WHEN YOU GET THE CHANCE by Emma Lord is such a quick and delightful read. It’s billed as a YA Mamma Mia, as an argument with the father who’s raised Millie leads her to search for the birth mother she’s never known. All she wants is to become a Broadway star, and she believes looking into her roots will help her discover more about herself. It leads her to three different women, expanding her friendships and world. It also sends her into competition for an internship with her school arch-nemesis, Oliver.
My 2022 book has a musical theater focus, so obviously I loved all the theater references, even more so with the book taking place in New York City. But I especially enjoyed Millie’s journey, as she learns more about herself, her dad, and gets to know these women who were a part of his life before. The story took some unexpected twists.
And, of course, there’s the romance, which is just as fantastic as in all of Emma Lord’s books. Loved the way the relationship grew between Millie and Oliver!
I could gush about this book a lot more, but really you should just go read it yourself 😍.
So, I realized pretty early into RADHA & JAI’S RECIPE FOR ROMANCE by Nisha Sharma that it was the companion novel to another book. However, as the other book was a YA romance and I didn’t feel it was spoiling anything to know those characters got together, I decided to go ahead and read this one anyway, and I’m so glad I did!

■ **Data listing**
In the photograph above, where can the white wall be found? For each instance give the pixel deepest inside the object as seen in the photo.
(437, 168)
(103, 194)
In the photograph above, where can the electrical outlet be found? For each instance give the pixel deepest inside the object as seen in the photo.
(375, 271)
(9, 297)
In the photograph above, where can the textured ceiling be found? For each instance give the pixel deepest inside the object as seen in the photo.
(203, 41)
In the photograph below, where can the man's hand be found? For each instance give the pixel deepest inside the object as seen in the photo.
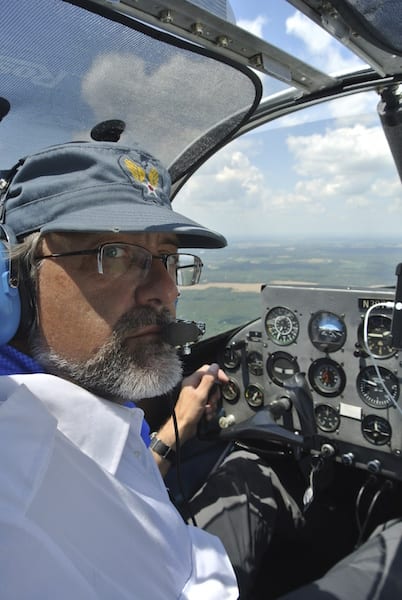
(197, 398)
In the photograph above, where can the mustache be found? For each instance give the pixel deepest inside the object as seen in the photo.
(140, 317)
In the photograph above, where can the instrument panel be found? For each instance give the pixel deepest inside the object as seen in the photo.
(354, 377)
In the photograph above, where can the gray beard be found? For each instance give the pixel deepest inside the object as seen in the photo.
(115, 372)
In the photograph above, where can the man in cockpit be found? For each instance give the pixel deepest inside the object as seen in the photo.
(94, 255)
(84, 512)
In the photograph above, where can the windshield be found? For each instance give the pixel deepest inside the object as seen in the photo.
(312, 198)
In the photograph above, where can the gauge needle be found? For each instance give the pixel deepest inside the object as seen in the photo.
(370, 382)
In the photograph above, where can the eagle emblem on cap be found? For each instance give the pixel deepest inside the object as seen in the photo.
(149, 180)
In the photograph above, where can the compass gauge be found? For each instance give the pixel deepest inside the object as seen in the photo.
(281, 366)
(327, 377)
(282, 326)
(379, 339)
(327, 418)
(327, 331)
(378, 390)
(376, 430)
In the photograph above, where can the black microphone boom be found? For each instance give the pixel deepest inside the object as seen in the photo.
(396, 326)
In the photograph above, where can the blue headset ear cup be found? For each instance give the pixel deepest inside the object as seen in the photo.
(10, 302)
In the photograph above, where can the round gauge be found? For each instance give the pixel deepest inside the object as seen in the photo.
(254, 395)
(375, 391)
(230, 391)
(281, 366)
(282, 326)
(327, 331)
(327, 377)
(379, 337)
(254, 361)
(327, 418)
(376, 430)
(231, 358)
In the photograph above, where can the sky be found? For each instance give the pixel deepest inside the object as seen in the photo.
(324, 171)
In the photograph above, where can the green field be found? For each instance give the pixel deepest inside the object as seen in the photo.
(355, 264)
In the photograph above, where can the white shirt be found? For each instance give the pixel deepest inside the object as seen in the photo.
(84, 513)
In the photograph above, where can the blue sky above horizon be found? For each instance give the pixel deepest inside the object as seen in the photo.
(325, 171)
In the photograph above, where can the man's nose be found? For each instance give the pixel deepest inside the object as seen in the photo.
(158, 288)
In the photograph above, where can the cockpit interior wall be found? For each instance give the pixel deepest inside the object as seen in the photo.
(390, 112)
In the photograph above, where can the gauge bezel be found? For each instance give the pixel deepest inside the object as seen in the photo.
(369, 351)
(377, 419)
(328, 346)
(270, 366)
(234, 363)
(259, 390)
(334, 414)
(235, 386)
(274, 334)
(370, 372)
(255, 366)
(320, 389)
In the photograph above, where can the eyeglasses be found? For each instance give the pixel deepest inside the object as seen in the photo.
(118, 260)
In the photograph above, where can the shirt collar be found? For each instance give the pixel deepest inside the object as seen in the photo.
(12, 361)
(98, 427)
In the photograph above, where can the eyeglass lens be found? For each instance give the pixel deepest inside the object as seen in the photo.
(116, 260)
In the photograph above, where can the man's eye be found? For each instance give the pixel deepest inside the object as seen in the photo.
(114, 252)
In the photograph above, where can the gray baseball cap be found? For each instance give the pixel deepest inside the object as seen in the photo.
(93, 187)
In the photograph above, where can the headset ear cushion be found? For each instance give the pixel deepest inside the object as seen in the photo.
(10, 302)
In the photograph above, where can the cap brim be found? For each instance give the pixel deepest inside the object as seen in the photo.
(123, 218)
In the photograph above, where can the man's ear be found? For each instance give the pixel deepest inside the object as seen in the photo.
(10, 301)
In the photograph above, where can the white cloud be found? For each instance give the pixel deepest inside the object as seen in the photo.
(341, 177)
(254, 26)
(320, 47)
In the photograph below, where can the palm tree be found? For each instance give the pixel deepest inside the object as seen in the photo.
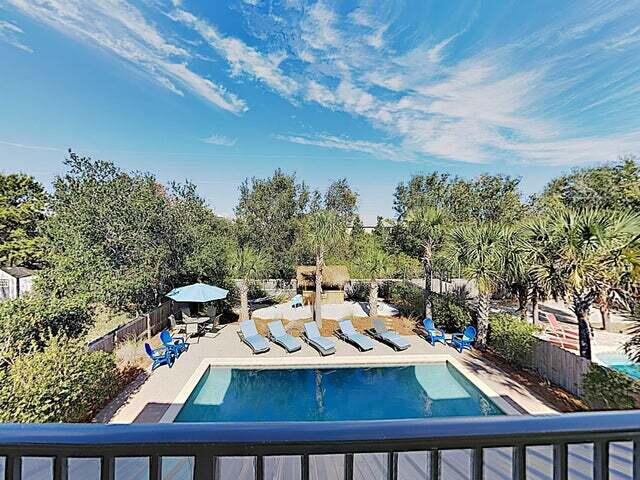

■ **Activities**
A - According to the book review, who is Millie's school arch-nemesis?
B - Reproduce the part of the book review that begins at the words "And, of course, there’s" and stops after "glad I did!".

■ **Task results**
A - Oliver

B -
And, of course, there’s the romance, which is just as fantastic as in all of Emma Lord’s books. Loved the way the relationship grew between Millie and Oliver!
I could gush about this book a lot more, but really you should just go read it yourself 😍.
So, I realized pretty early into RADHA & JAI’S RECIPE FOR ROMANCE by Nisha Sharma that it was the companion novel to another book. However, as the other book was a YA romance and I didn’t feel it was spoiling anything to know those characters got together, I decided to go ahead and read this one anyway, and I’m so glad I did!